_READING PASSAGE_
Why hello there, and, if my recent history is any indication, happy Lunar New Year! If, against all odds, I actually get this out on Monday, happy Lunar New Year Eve. For those of you who have no idea what I’m talking about, don’t worry, we’ll explain it in a minute. For those who do and are wondering why I’M talking about it, I assure you, we’ll get to that as well. For those wanting to skip all of that and get to the food, here’s a link. For our more curious cats, let’s dig in.

 

What Now New Year?

First thing’s first: what is Lunar New Year? It’s China’s New Year. SPECIFICALLY, and I want to remind everyone that I am at best a SEMI-Professional Food writer and didn’t have a ton of time to devote to researching this, it marks the shift in years of the ‘traditional’ Chinese calendar, which is a Lunisolar calendar. What does that mean? Well, it means that months are based on the moon, and years are based on the Sun. Wait. I may have to take a step back here, and lay out the basics of Calendars.

How far back are we talking?  

Zeroth Thing First: Calendars. Most of them are based on the movement of celestial bodies. For today, we’ll focus on the three main ones: Solar, Lunar, or Lunisolar.  First one, solar, is obvious, and the most familiar for most of my readers. The Gregorian Calendar (the one America and Europe use ever since they stopped using the Julian, and therefore, by extension, most countries have been FORCED to at least be partially aware of) is a Solar calendar: our years are based on the movement of the sun. Technically speaking, on January 31st of every year, the Sun should be in roughly the same place in the sky at noon, and that place should be in roughly the same relationship to various constellations in the night sky.

Lunar is even simpler: X number of full moons = one year. Since the cycle of the sun and moon is different, most lunar years are ‘faster’ than Solar ones: the Hijri calendar of Islam, for instance, has a 12 moon year, which is 355ish days, meaning every year, relative to the Gregorian calendar, all their dates are about 10 days earlier. (This is also why their calendar year is 1443 AH, “after (Hijra the formation of the first Muslim community) despite, by our calendar, that event taking place in 622.

_DIRECTIVE 1_
According to the Lunar New Year piece, why do Hijri calendar dates fall about 10 days earlier each year compared with the Gregorian calendar? Answer in one to three sentences.
_DIRECTIVE 2_
Copy the part of the Lunar New Year piece that opens with the words containing "Why hello there, and, if" and closes with "let’s dig in.".

_DATA PROVIDED_
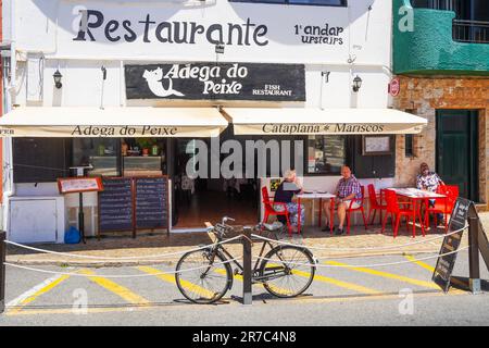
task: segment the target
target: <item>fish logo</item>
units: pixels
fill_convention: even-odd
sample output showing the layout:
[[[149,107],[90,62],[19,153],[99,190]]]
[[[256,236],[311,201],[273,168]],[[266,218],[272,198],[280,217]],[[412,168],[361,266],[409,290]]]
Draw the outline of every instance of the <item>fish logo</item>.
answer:
[[[145,70],[142,77],[148,82],[149,89],[158,97],[170,97],[172,95],[177,97],[185,97],[178,90],[173,89],[173,79],[166,78],[168,80],[168,88],[163,87],[163,70],[158,67],[153,71]]]

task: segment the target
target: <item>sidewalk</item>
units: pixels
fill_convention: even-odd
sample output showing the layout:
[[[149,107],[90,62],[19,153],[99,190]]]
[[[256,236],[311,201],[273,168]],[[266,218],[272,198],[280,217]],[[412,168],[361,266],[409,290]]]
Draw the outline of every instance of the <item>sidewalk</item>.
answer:
[[[486,231],[489,231],[489,213],[480,213],[482,224]],[[239,228],[237,233],[239,234]],[[288,235],[281,236],[283,241],[301,244],[312,248],[316,258],[348,258],[359,256],[381,256],[381,254],[416,254],[416,253],[438,253],[443,240],[443,229],[432,228],[427,232],[423,238],[421,229],[416,229],[416,238],[411,237],[411,228],[408,233],[405,225],[400,227],[398,237],[392,237],[390,225],[386,233],[380,234],[379,226],[372,226],[365,231],[363,226],[355,226],[351,235],[330,236],[329,232],[321,232],[318,228],[308,228],[302,236]],[[234,236],[226,236],[231,238]],[[264,235],[266,236],[266,235]],[[423,243],[422,243],[423,241]],[[78,266],[121,266],[137,264],[170,263],[174,264],[181,254],[175,254],[166,258],[147,258],[142,257],[161,256],[185,250],[195,249],[199,246],[212,244],[211,238],[205,233],[191,234],[158,234],[141,235],[133,239],[128,235],[109,236],[97,240],[97,238],[87,239],[87,244],[78,245],[35,245],[39,249],[46,249],[57,252],[66,252],[74,256],[89,256],[102,258],[134,258],[121,260],[95,260],[83,258],[70,258],[67,256],[58,256],[49,253],[39,253],[23,248],[9,246],[7,251],[7,261],[24,265],[78,265]],[[408,246],[406,246],[408,245]],[[464,233],[462,246],[467,245],[467,233]],[[253,246],[253,254],[260,252],[260,243]],[[392,249],[390,249],[392,247]],[[319,248],[319,249],[315,249]],[[377,250],[372,248],[378,248]],[[235,257],[240,258],[242,246],[239,240],[226,245],[226,249]]]

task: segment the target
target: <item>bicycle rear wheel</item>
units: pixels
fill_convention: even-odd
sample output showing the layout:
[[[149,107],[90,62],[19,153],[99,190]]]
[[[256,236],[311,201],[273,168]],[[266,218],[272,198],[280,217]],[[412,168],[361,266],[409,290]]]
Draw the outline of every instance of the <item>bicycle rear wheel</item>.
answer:
[[[304,248],[275,247],[264,259],[260,266],[260,275],[266,279],[263,286],[276,297],[297,297],[304,293],[314,279],[314,259]]]
[[[218,301],[233,282],[229,264],[223,264],[226,259],[217,252],[211,262],[211,256],[210,250],[190,251],[177,263],[177,287],[181,295],[193,303]]]

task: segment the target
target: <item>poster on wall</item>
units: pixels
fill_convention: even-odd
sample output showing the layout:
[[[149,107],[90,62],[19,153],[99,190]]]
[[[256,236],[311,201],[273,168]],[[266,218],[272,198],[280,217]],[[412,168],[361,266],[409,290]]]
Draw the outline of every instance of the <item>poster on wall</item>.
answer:
[[[305,101],[303,64],[126,65],[127,99]]]

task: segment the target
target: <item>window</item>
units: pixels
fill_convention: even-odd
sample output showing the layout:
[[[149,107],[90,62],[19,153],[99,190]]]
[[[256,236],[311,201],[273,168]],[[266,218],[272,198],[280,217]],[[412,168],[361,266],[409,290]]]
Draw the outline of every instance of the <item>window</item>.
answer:
[[[256,2],[281,4],[311,4],[321,7],[347,7],[347,0],[229,0],[230,2]]]
[[[308,174],[339,174],[347,162],[344,136],[309,136]]]
[[[68,176],[68,141],[64,138],[14,138],[14,182],[52,183]]]
[[[117,138],[73,139],[73,166],[92,165],[88,175],[120,175]]]

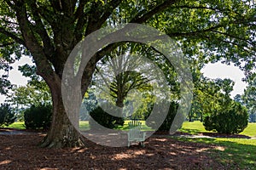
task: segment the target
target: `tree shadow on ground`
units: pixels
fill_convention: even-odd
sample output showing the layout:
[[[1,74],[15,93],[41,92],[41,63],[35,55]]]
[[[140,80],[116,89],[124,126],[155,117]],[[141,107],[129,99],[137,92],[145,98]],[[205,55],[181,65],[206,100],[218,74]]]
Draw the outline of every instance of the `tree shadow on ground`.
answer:
[[[84,148],[47,149],[37,144],[44,134],[0,135],[3,169],[213,169],[215,145],[152,136],[145,147],[106,147],[86,141]]]

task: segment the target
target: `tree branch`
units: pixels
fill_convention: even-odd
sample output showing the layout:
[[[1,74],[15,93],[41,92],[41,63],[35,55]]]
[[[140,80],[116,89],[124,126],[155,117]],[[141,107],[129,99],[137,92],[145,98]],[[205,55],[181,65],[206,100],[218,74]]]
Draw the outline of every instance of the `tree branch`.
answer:
[[[0,27],[0,33],[4,34],[5,36],[11,37],[14,41],[17,42],[18,43],[20,43],[20,44],[26,46],[25,42],[21,38],[18,37],[14,33],[4,30],[3,28]]]
[[[135,16],[130,21],[130,23],[137,23],[137,24],[144,23],[157,13],[166,9],[167,8],[171,7],[172,5],[173,5],[175,3],[178,1],[179,0],[171,0],[171,1],[166,0],[164,3],[160,3],[160,5],[154,7],[153,9],[149,10],[148,13],[143,14],[142,16],[140,16],[140,14],[138,14],[138,15]]]

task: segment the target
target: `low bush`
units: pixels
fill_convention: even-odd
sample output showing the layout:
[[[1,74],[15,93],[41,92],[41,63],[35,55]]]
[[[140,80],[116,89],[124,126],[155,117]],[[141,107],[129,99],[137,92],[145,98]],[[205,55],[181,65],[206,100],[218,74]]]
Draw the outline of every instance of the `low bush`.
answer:
[[[90,118],[89,123],[91,128],[100,130],[103,126],[107,128],[114,128],[121,123],[124,125],[123,117],[117,117],[104,111],[102,107],[97,106],[92,111],[90,112]],[[99,126],[101,125],[101,126]]]
[[[32,105],[24,111],[25,127],[26,129],[48,129],[51,123],[51,105]]]
[[[158,124],[158,120],[160,120],[160,116],[161,115],[161,111],[163,109],[161,108],[161,105],[167,106],[166,105],[154,105],[157,109],[155,110],[156,112],[154,114],[154,116],[151,116],[148,118],[150,116],[150,113],[153,110],[154,105],[152,105],[151,111],[148,112],[148,115],[145,115],[145,119],[146,119],[146,125],[148,127],[152,128],[153,129],[156,129],[157,127],[159,127]],[[172,127],[172,122],[174,120],[174,117],[177,114],[178,105],[175,102],[171,102],[167,116],[162,124],[157,128],[157,132],[169,132],[170,128]],[[160,121],[159,121],[160,122]]]
[[[204,118],[206,130],[235,134],[242,132],[248,124],[248,114],[240,103],[232,102]]]

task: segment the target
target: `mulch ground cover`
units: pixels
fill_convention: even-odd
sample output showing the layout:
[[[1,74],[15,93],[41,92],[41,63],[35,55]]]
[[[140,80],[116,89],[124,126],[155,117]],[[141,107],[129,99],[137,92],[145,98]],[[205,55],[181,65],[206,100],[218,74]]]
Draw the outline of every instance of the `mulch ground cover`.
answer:
[[[166,135],[113,148],[86,142],[84,148],[38,147],[44,133],[0,135],[0,169],[222,169],[210,156],[218,146],[182,142]]]

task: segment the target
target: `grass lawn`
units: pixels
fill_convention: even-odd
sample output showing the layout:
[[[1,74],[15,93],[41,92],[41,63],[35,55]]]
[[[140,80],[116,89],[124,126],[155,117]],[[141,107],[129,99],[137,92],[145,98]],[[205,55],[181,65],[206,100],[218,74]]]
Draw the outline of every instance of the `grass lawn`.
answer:
[[[24,125],[24,122],[15,122],[13,124],[10,124],[9,127],[4,127],[4,128],[25,129],[25,125]]]
[[[209,155],[227,169],[255,169],[256,139],[189,139],[176,138],[179,141],[218,145],[208,150]]]
[[[128,122],[125,122],[123,127],[119,127],[119,129],[128,130]],[[143,130],[152,130],[145,125],[145,122],[142,121]],[[9,128],[24,129],[24,122],[16,122]],[[79,122],[80,130],[89,130],[90,125],[88,121],[81,121]],[[201,122],[188,122],[183,124],[180,132],[197,134],[206,131]],[[249,123],[247,128],[241,133],[241,134],[256,137],[256,123]],[[226,169],[255,169],[256,167],[256,139],[230,139],[230,138],[179,138],[170,137],[178,141],[203,143],[206,144],[216,145],[207,150],[209,156],[221,162]]]
[[[124,126],[119,126],[118,129],[128,130],[129,129],[129,127],[128,127],[129,122],[130,121],[125,121]],[[145,121],[141,121],[141,122],[142,122],[142,130],[143,131],[151,131],[152,130],[152,128],[150,128],[149,127],[148,127],[145,124]],[[90,130],[89,121],[80,121],[79,122],[79,130],[81,130],[81,131]]]
[[[202,122],[200,121],[195,121],[193,122],[185,122],[183,124],[183,127],[178,131],[183,133],[189,133],[191,134],[197,134],[199,133],[207,133],[207,132],[212,132],[212,131],[207,131],[202,125]],[[256,137],[256,123],[248,123],[248,126],[245,128],[245,130],[240,134],[250,136],[250,137]]]
[[[179,131],[192,134],[209,132],[205,130],[201,122],[185,122]],[[249,123],[247,128],[240,134],[256,137],[256,123]],[[256,139],[230,138],[176,139],[180,141],[218,145],[218,147],[209,150],[209,154],[227,169],[256,169]]]
[[[128,130],[128,122],[129,122],[129,121],[125,121],[125,125],[123,127],[119,126],[118,128],[118,129]],[[145,124],[145,121],[142,121],[142,123],[143,123],[143,130],[144,130],[144,131],[151,131],[152,130],[152,128],[150,128],[149,127],[148,127]],[[9,125],[8,128],[16,128],[16,129],[25,129],[24,122],[15,122],[13,124]],[[82,131],[90,130],[89,122],[88,121],[80,121],[79,122],[79,128]],[[197,134],[200,133],[209,132],[205,129],[202,123],[199,121],[195,121],[194,122],[183,122],[182,128],[179,129],[178,131],[189,133],[191,134]],[[247,128],[243,132],[241,132],[240,134],[243,134],[243,135],[247,135],[247,136],[250,136],[250,137],[256,137],[256,123],[249,123]]]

_OUTPUT 1_
The Hijri calendar's year is 12 moons, which comes to about 355 days. The cycles of the sun and moon differ, so lunar years like this run "faster" than solar ones. Each year, its dates land about 10 days earlier relative to the Gregorian calendar.

_OUTPUT 2_
Why hello there, and, if my recent history is any indication, happy Lunar New Year! If, against all odds, I actually get this out on Monday, happy Lunar New Year Eve. For those of you who have no idea what I’m talking about, don’t worry, we’ll explain it in a minute. For those who do and are wondering why I’M talking about it, I assure you, we’ll get to that as well. For those wanting to skip all of that and get to the food, here’s a link. For our more curious cats, let’s dig in.